Instructions for the task >>
List every line of the entries below that contains the string "parked".
-- Start Records provided --
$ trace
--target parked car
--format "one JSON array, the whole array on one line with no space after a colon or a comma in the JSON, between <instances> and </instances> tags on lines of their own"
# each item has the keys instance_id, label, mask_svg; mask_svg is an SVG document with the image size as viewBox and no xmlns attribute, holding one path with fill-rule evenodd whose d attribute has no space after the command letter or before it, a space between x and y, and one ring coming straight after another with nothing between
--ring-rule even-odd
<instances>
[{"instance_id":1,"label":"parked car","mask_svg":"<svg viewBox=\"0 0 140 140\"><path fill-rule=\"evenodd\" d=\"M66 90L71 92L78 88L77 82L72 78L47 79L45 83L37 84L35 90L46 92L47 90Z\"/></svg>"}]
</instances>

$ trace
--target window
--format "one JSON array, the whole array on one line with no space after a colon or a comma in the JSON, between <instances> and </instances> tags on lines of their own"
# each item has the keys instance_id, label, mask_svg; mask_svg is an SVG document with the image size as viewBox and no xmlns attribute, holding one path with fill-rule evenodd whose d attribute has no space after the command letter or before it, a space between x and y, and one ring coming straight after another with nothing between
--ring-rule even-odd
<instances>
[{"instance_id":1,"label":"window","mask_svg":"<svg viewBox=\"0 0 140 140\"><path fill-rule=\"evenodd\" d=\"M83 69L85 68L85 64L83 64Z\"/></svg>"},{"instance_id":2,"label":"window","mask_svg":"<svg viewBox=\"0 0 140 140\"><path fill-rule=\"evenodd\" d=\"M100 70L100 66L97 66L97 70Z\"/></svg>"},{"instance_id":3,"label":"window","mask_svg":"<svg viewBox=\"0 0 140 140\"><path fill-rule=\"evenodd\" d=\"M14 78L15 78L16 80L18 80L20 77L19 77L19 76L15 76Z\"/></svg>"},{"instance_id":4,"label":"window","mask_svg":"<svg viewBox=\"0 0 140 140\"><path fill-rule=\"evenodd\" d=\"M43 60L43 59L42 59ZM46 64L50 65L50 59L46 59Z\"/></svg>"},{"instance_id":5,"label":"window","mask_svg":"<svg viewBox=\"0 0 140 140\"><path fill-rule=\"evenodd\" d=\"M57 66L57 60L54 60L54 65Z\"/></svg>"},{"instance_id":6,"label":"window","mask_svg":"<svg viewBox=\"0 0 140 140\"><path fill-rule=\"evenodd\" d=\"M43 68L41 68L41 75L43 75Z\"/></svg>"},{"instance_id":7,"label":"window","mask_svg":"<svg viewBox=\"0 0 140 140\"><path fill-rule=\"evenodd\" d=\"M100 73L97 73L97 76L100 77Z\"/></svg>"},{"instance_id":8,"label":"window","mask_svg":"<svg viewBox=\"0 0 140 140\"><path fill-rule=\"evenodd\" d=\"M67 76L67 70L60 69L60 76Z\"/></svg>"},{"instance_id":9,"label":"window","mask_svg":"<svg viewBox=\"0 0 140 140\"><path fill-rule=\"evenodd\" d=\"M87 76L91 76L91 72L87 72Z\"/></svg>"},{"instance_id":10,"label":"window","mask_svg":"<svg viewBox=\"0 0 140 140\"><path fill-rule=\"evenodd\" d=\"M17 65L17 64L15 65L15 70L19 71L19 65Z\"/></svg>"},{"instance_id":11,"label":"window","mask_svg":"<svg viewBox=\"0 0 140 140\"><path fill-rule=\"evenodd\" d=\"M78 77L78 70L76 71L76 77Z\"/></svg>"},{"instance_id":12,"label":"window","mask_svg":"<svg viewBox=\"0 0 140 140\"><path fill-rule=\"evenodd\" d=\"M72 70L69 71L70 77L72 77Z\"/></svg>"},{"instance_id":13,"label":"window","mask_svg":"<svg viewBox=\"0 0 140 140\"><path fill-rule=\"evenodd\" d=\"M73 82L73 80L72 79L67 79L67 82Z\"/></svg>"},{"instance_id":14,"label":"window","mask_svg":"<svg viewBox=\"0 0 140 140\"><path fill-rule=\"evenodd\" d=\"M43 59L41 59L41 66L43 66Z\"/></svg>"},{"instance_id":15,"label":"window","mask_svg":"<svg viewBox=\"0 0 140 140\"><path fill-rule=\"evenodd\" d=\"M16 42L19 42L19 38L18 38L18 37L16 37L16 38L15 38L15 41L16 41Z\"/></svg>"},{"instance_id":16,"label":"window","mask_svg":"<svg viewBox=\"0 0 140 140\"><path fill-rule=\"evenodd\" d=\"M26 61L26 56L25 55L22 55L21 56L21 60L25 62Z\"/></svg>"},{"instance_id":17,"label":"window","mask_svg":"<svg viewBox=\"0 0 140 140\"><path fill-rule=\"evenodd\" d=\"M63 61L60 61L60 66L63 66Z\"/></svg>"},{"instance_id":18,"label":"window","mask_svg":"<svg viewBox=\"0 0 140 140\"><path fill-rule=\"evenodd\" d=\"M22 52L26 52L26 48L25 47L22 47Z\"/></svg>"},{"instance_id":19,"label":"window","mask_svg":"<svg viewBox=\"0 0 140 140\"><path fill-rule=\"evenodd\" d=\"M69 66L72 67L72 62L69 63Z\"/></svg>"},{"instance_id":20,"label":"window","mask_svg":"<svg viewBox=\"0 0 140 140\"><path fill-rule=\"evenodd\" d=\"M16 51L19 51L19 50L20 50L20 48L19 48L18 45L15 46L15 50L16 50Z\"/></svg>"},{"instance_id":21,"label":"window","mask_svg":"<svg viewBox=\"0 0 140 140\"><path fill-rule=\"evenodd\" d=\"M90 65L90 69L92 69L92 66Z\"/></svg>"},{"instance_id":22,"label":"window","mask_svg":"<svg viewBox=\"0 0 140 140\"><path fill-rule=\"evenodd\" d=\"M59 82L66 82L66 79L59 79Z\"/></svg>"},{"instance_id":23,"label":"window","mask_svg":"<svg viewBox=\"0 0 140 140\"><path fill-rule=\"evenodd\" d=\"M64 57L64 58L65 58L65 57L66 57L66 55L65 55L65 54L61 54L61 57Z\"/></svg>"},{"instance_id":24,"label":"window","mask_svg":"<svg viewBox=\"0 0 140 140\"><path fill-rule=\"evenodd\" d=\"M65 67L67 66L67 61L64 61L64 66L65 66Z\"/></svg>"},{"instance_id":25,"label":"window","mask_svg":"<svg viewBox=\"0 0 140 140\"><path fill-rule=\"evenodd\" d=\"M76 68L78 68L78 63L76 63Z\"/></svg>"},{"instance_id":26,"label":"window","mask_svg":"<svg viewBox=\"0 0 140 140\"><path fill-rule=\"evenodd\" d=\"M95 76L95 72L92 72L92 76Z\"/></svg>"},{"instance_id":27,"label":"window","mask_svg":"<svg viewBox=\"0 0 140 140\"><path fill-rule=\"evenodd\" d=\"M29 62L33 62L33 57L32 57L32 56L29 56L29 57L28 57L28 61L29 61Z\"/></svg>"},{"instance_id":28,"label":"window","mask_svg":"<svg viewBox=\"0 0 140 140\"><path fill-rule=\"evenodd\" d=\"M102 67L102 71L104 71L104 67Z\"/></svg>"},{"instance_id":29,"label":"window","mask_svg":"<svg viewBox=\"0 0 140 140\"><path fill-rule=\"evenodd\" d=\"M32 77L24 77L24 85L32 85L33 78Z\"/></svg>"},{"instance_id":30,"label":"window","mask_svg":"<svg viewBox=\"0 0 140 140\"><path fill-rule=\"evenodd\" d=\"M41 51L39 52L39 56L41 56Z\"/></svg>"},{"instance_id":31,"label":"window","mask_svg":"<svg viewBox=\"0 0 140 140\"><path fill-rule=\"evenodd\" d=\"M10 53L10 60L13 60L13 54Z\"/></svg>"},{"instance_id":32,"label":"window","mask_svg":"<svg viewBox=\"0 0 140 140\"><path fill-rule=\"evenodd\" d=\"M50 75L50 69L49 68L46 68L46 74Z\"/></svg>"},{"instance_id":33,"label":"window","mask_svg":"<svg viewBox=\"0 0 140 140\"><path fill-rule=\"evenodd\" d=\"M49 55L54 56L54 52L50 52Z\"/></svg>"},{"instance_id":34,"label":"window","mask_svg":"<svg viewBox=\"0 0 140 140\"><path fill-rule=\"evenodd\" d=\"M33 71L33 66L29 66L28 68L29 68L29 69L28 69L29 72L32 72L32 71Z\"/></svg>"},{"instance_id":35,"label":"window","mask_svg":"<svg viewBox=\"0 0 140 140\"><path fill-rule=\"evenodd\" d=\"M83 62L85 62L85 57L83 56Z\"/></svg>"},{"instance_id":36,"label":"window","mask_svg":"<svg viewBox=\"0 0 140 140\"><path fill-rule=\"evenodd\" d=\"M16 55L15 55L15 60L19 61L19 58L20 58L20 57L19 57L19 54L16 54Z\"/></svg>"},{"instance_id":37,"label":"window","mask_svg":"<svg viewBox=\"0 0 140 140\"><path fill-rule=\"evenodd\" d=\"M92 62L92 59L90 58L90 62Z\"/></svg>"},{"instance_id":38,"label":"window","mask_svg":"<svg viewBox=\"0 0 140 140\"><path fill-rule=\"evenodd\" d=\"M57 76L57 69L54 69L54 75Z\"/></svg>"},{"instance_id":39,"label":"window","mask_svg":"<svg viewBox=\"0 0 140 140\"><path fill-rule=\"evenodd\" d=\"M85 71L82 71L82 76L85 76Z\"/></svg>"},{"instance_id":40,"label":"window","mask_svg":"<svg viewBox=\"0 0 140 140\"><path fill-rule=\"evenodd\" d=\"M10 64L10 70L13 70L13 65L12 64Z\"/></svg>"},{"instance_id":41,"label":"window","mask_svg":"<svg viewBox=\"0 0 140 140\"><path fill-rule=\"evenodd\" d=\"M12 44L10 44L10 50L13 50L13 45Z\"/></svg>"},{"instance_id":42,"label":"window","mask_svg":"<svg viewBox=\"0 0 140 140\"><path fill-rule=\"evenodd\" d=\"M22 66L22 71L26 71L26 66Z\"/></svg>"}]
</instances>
-- End Records provided --
Exercise output >>
--target parked car
[{"instance_id":1,"label":"parked car","mask_svg":"<svg viewBox=\"0 0 140 140\"><path fill-rule=\"evenodd\" d=\"M66 90L71 92L78 88L77 82L72 78L47 79L45 83L37 84L35 90L46 92L47 90Z\"/></svg>"}]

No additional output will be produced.